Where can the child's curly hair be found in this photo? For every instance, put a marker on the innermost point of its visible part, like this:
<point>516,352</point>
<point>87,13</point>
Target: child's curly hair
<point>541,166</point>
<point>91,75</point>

The problem:
After locating the line that contains "<point>516,352</point>", output it and the remaining lines of the material above, exactly as they read.

Response:
<point>516,352</point>
<point>87,13</point>
Target: child's curly hair
<point>541,166</point>
<point>91,75</point>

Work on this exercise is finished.